* **Objective A**:
According to the data lake conversation, what file format is common for data lakehouses?
* **Objective B**:
Copy out every line of the records below the data lake conversation, leaving the pictures out of your copy.

So you might haves files in S3, you might have some files in Google’s object storage and also Azure blob storage, but you also might have connectors to an Oracle database or a MySQL database. And so your data lake is just like a mix of lots of different file types and the idea a data lake tools job is to provide a single interface to go and interact with all of those different kinds of data. So you can execute like one query and then it will go hit your Oracle database and then join it together with results from scanning JSON in S3 and also join it with data in Kafka. What a data lakehouse is is basically a blend between the data lake where it’s just crazy data of lots of different formats and a data warehouse where everything is super structured into SQL tables.

A data lake house gets your data lake files into a more structured format so that queries on them are more efficient. A common file format for data lake houses is Parquet, which is a more structured data format than just flat JSON files. But yeah, there are many different ways to think of a data lake. The way I think of it’s just like a giant amorphous collection of lots of different data types, lots of different data sources that you try to interact with from one interface. But yeah, that’s a rough outline of how I see data lakes.


Allen Helton

Okay. So in the data lake, the data is not normalized. It stays in its original shape but just gets added to the lake. So which part, and this is gonna sound like a silly question, which part is the data lake? Is it the collection of data or is it the layer that’s sits on top that’s responsible for figuring out how to parse and query all these things? Or is it both? I, I really just don’t know.


Cliff Crosland

Yeah, that’s a good question. I would say that it’s both. You might have a strategy to say as part of our data lake, we’re just gonna dump all of our logs from these different tools into S3 and then we’re going to use Amazon Athena on top to go and query them. So the combination of Athena plus all of the different data sources you have, that might be your data lake altogether and then you plug in other things to your data lake and suddenly that becomes part of your data lake. I think the reason why it’s called a lake is ’cause it’s just very amorphous.

* **Records shown**:
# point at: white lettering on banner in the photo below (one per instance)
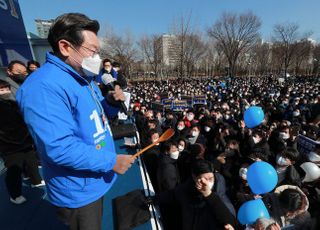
(99, 139)
(3, 4)
(94, 116)
(13, 9)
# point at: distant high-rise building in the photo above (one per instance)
(43, 27)
(169, 49)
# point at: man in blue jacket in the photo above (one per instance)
(65, 113)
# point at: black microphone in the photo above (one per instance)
(107, 79)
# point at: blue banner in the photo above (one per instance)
(14, 43)
(199, 100)
(180, 105)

* **Written solution A**:
Parquet.

* **Written solution B**:
# point at: white lettering on banner in the photo below (one per instance)
(99, 139)
(3, 4)
(94, 116)
(13, 9)
# point at: distant high-rise building in the photo above (one per instance)
(43, 27)
(169, 49)
# point at: man in blue jacket in the photo above (one per instance)
(65, 113)
# point at: black microphone in the photo above (one per instance)
(107, 79)
# point at: blue banner in the photo above (one per instance)
(14, 43)
(199, 100)
(180, 105)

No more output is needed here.